Return, exactly, the line that contains "Please provide the mask of every instance of the closet" together with all lines after it to the end of the entries, and no further lines.

Begin DATA ENTRIES

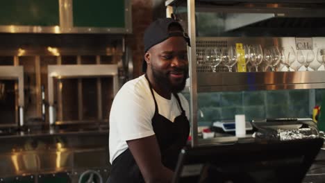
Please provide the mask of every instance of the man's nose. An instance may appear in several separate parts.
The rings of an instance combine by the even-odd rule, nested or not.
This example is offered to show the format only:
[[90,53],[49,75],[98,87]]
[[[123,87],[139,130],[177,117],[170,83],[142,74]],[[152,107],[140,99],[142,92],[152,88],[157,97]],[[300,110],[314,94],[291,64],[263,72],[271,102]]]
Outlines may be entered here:
[[172,67],[183,67],[188,61],[179,57],[174,57],[172,60]]

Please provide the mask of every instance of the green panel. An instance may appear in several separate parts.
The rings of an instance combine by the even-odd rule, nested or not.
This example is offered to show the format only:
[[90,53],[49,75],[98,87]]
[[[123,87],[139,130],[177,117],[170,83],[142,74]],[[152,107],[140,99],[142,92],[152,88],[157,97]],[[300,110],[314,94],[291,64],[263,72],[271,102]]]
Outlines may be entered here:
[[6,0],[0,6],[0,25],[51,26],[60,24],[58,0]]
[[124,0],[73,1],[74,26],[125,27]]

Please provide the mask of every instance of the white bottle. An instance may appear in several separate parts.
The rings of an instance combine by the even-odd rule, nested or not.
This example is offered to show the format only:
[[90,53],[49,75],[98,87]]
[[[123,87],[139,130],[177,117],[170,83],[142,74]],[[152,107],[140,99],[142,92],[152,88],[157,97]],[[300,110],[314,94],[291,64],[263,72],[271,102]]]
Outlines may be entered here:
[[246,137],[246,121],[244,114],[235,115],[235,134],[237,137]]

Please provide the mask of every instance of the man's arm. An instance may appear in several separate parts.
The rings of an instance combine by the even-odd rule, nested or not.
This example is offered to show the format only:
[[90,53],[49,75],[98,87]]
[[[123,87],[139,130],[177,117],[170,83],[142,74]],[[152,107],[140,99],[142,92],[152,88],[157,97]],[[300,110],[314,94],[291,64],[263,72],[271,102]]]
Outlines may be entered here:
[[171,182],[173,172],[161,162],[156,135],[127,141],[126,143],[146,182]]

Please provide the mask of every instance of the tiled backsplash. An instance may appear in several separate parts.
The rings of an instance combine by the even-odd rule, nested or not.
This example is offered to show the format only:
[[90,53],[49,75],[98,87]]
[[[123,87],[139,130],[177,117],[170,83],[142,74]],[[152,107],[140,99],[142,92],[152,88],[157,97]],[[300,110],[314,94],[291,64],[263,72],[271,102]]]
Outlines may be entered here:
[[[237,114],[244,114],[247,120],[311,118],[310,98],[315,98],[315,104],[320,105],[325,89],[310,92],[294,89],[199,93],[198,125],[210,125],[218,120],[233,120]],[[189,93],[183,94],[190,99]]]

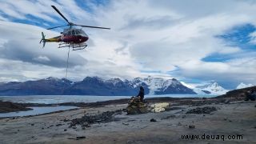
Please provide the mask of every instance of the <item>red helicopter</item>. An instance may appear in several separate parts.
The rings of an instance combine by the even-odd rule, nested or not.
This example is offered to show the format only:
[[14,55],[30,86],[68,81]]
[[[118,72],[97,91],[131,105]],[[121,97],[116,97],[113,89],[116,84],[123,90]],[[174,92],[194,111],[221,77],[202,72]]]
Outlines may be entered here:
[[97,28],[97,29],[108,29],[106,27],[98,27],[98,26],[83,26],[83,25],[78,25],[72,22],[70,22],[64,15],[54,6],[51,6],[67,22],[66,25],[64,26],[59,26],[55,27],[48,28],[47,30],[55,29],[58,27],[62,26],[70,26],[67,29],[64,29],[63,32],[61,33],[62,35],[51,38],[46,38],[46,35],[42,32],[42,39],[40,41],[40,43],[42,42],[43,46],[45,46],[46,42],[60,42],[58,44],[58,48],[62,47],[72,47],[73,50],[82,50],[85,49],[87,45],[86,42],[89,39],[88,35],[82,30],[78,28],[74,28],[74,26],[82,26],[82,27],[89,27],[89,28]]

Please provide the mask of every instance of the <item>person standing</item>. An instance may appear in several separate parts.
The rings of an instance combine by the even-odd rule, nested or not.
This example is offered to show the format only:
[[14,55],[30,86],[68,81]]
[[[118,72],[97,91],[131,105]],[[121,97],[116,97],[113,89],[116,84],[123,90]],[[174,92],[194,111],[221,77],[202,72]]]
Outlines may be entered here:
[[144,88],[142,86],[139,86],[139,92],[136,97],[139,97],[139,99],[142,102],[143,102],[144,99]]

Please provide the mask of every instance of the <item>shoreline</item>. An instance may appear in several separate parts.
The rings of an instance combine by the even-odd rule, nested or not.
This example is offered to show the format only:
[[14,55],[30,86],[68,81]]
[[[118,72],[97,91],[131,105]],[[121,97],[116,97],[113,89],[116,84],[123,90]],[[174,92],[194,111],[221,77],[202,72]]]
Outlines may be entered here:
[[[125,100],[118,100],[124,102]],[[94,103],[77,110],[0,119],[2,143],[236,143],[255,142],[255,102],[235,98],[149,99],[169,102],[160,113],[127,115],[127,104]],[[104,104],[104,105],[103,105]],[[202,108],[213,111],[194,111]],[[105,118],[108,118],[107,119]],[[80,123],[81,118],[86,120]],[[89,119],[88,119],[89,118]],[[93,119],[91,119],[93,118]],[[96,118],[96,119],[95,119]],[[99,119],[98,119],[99,118]],[[155,121],[152,121],[154,119]],[[90,123],[91,122],[91,123]],[[255,126],[255,127],[254,127]],[[242,135],[243,139],[191,140],[182,135]]]

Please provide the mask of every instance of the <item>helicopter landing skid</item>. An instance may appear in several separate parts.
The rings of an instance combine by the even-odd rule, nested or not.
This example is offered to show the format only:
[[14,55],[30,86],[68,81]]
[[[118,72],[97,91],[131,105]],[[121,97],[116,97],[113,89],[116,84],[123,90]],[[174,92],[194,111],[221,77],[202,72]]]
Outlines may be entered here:
[[70,43],[59,43],[58,48],[72,47],[73,50],[83,50],[87,47],[87,44],[70,44]]

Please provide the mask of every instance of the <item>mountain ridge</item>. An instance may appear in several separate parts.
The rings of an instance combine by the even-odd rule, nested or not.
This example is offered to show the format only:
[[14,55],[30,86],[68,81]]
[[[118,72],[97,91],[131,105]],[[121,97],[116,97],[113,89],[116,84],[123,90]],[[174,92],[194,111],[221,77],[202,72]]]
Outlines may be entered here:
[[[157,82],[158,81],[161,82]],[[99,77],[86,77],[82,81],[73,82],[66,78],[47,78],[10,82],[0,86],[0,95],[136,95],[139,86],[145,94],[196,94],[193,90],[183,86],[177,79],[161,78],[136,78],[122,80],[114,78],[104,80]]]

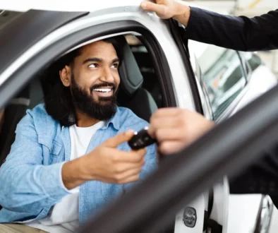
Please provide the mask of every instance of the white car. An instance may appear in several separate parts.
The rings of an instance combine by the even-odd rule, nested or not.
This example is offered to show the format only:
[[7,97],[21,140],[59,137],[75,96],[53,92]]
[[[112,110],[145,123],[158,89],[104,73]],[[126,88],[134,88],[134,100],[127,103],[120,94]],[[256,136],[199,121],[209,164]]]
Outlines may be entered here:
[[[277,84],[255,54],[183,40],[183,28],[143,11],[140,1],[0,3],[5,9],[0,13],[0,109],[5,107],[0,164],[16,124],[43,100],[44,71],[71,49],[102,38],[123,39],[119,103],[146,120],[157,108],[179,107],[219,122]],[[212,233],[267,232],[272,209],[268,196],[230,195],[225,178],[181,206],[170,232],[210,232],[212,219],[219,227]],[[197,217],[186,220],[188,210]]]

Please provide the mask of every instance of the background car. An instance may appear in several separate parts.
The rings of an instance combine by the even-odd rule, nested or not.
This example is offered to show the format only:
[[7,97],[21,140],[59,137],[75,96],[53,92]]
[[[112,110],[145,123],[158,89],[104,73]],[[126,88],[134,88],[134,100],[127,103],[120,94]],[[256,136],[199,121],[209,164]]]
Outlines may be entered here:
[[[121,38],[119,104],[146,120],[158,108],[179,107],[220,122],[276,85],[274,76],[255,54],[183,40],[183,29],[176,22],[143,11],[140,2],[102,1],[90,7],[83,1],[5,4],[8,10],[0,15],[0,108],[5,107],[0,162],[8,154],[16,124],[26,109],[51,91],[44,82],[52,64],[70,50],[102,38]],[[262,75],[263,85],[258,83]],[[244,222],[245,227],[255,230],[265,206],[270,205],[263,215],[268,216],[273,204],[267,196],[258,196],[252,199],[250,210],[241,205],[241,200],[246,201],[241,198],[233,202],[227,180],[220,180],[186,206],[198,216],[193,227],[185,224],[186,207],[181,206],[169,232],[209,232],[210,227],[204,229],[204,225],[212,219],[222,232],[241,232],[236,230],[238,222],[234,216],[248,216],[250,223]],[[231,203],[241,203],[242,211],[238,213]],[[267,227],[270,219],[265,219]]]

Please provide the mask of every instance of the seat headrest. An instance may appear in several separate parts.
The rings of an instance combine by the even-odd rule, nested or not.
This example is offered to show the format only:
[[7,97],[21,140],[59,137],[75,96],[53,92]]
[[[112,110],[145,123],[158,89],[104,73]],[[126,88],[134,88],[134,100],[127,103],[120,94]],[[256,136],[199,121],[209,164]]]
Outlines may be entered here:
[[[124,36],[117,37],[122,51],[122,61],[119,72],[121,77],[121,88],[129,95],[141,87],[143,78],[136,60]],[[118,40],[119,39],[119,40]]]

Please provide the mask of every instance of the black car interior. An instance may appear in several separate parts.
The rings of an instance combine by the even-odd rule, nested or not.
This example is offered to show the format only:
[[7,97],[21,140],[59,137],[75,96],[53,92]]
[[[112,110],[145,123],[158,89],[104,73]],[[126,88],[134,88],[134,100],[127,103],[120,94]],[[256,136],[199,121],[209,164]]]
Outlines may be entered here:
[[[119,40],[123,48],[123,57],[119,68],[121,85],[118,104],[131,109],[138,116],[149,121],[152,114],[162,104],[151,56],[142,44],[130,46],[123,36]],[[15,139],[16,126],[26,110],[43,102],[45,90],[42,87],[42,80],[43,76],[38,75],[6,106],[4,122],[0,134],[0,165],[9,153]]]

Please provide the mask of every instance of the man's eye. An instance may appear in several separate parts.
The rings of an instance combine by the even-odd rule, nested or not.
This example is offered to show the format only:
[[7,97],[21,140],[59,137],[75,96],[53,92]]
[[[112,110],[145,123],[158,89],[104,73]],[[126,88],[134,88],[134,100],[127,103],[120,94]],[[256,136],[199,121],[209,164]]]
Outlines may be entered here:
[[119,64],[115,63],[114,64],[112,65],[112,68],[118,68],[119,67]]
[[95,63],[95,64],[90,64],[90,65],[89,65],[89,68],[97,68],[97,64]]

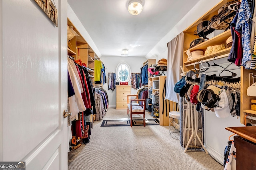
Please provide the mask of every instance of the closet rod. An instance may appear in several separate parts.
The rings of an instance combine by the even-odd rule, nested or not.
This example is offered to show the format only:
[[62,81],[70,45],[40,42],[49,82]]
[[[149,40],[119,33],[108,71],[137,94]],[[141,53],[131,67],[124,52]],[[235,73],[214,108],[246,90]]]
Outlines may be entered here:
[[[215,60],[216,59],[221,59],[222,58],[224,58],[226,57],[228,57],[229,55],[229,53],[228,54],[224,54],[223,55],[220,55],[216,57],[215,58]],[[214,59],[214,58],[212,58],[210,59],[206,59],[205,60],[202,60],[202,63],[205,63],[207,61],[213,61],[213,59]],[[195,64],[196,63],[198,63],[198,61],[196,61],[195,63],[190,63],[190,64],[186,64],[185,66],[186,66],[187,67],[188,66],[194,66],[194,65],[195,65]]]
[[77,49],[89,49],[89,50],[91,49],[90,48],[79,48],[78,47],[78,48],[76,48]]

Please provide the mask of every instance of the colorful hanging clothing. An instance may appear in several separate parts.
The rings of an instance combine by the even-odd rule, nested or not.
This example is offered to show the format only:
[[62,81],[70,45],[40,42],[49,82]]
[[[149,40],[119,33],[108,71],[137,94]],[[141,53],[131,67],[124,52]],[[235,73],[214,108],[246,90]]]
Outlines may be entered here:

End DATA ENTRIES

** TASK ANSWER **
Please provide the mask of every instance of the closet rod. An instance may appear in several separate parts.
The rings of an instance combine by the even-odd rule, nested or not.
This example is offered to show the format only:
[[62,81],[70,45],[40,42],[49,82]]
[[[149,40],[119,33],[108,71],[137,94]],[[141,53],[131,67],[124,52]],[[235,73],[214,108],[246,90]]]
Outlines may be entered here:
[[[215,60],[216,59],[221,59],[222,58],[224,58],[226,57],[228,57],[229,55],[229,53],[228,54],[224,54],[223,55],[220,55],[216,57],[215,58]],[[214,59],[214,58],[212,58],[210,59],[206,59],[205,60],[202,60],[202,63],[205,63],[207,61],[213,61],[213,59]],[[195,64],[196,63],[198,63],[198,61],[196,61],[195,63],[190,63],[190,64],[186,64],[185,66],[186,66],[187,67],[188,66],[194,66],[194,65],[195,65]]]
[[77,49],[89,49],[89,50],[91,49],[90,48],[79,48],[78,47],[78,48],[76,48]]

Please provide the mask of every instance of the colorful hanging clothing. An instance may appear in several separate parts.
The rings of an instance combine by the even-odd rule, nested or not.
This example is offered to show the format only:
[[62,81],[70,45],[40,42],[49,82]]
[[[149,40],[119,33],[108,71],[137,94]],[[141,53],[131,67],[124,52]],[[235,73],[214,108],[246,90]]]
Outlines may be entered here:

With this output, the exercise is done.